AIM =
Reproduce the data verbatim from the line with "Mark every instance of the large" to the line with "Target: large leafy tree", inclusive, and output nothing else.

##### MATERIALS PROVIDED

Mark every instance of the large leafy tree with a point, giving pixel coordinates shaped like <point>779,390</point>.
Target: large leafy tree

##########
##### MATERIALS PROVIDED

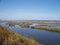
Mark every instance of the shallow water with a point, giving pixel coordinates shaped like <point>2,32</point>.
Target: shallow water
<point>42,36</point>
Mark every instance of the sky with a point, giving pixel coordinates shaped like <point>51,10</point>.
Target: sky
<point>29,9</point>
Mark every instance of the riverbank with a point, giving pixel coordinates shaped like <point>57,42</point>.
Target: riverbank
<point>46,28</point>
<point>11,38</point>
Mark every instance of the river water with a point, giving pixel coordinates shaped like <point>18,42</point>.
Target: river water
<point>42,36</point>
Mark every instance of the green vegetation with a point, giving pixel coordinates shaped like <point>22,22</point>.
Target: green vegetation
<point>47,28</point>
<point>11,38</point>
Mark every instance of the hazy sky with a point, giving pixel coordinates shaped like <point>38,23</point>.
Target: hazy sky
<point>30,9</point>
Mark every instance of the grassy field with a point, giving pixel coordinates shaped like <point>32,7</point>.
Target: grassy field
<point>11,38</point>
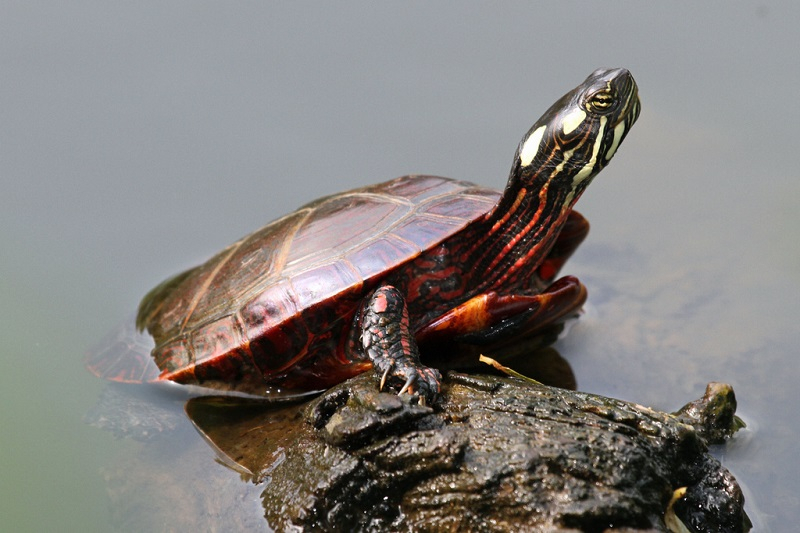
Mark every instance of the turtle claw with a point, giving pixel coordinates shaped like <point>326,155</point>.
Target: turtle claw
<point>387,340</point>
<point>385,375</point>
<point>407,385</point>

##########
##### MATERIALS PROVIDED

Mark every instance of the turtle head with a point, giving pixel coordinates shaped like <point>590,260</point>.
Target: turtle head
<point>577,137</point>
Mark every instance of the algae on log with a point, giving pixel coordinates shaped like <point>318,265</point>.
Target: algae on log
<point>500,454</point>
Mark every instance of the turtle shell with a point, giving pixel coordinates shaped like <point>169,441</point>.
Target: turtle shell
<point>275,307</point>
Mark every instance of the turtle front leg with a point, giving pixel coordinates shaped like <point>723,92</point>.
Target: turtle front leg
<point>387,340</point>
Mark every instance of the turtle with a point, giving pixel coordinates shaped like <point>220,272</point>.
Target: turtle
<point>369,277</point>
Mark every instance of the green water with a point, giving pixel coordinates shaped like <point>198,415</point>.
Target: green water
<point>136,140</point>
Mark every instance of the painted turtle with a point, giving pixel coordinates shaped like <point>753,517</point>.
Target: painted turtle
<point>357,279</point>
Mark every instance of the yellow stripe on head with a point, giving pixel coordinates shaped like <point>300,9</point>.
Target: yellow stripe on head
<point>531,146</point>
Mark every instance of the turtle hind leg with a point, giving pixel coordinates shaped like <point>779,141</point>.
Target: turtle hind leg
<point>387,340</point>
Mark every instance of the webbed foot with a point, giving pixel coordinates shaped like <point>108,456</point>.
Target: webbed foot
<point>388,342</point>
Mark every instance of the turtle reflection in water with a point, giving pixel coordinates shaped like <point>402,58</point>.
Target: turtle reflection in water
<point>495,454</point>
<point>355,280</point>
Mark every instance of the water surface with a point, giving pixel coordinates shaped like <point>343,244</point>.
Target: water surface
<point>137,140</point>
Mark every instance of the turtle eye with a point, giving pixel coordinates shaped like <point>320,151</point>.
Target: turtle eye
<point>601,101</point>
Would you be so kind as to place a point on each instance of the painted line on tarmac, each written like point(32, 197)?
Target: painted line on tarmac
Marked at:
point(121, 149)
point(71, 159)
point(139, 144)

##########

ANSWER BELOW =
Mark every instance of the large leafy tree with a point, giving pixel coordinates shaped like <point>779,390</point>.
Target: large leafy tree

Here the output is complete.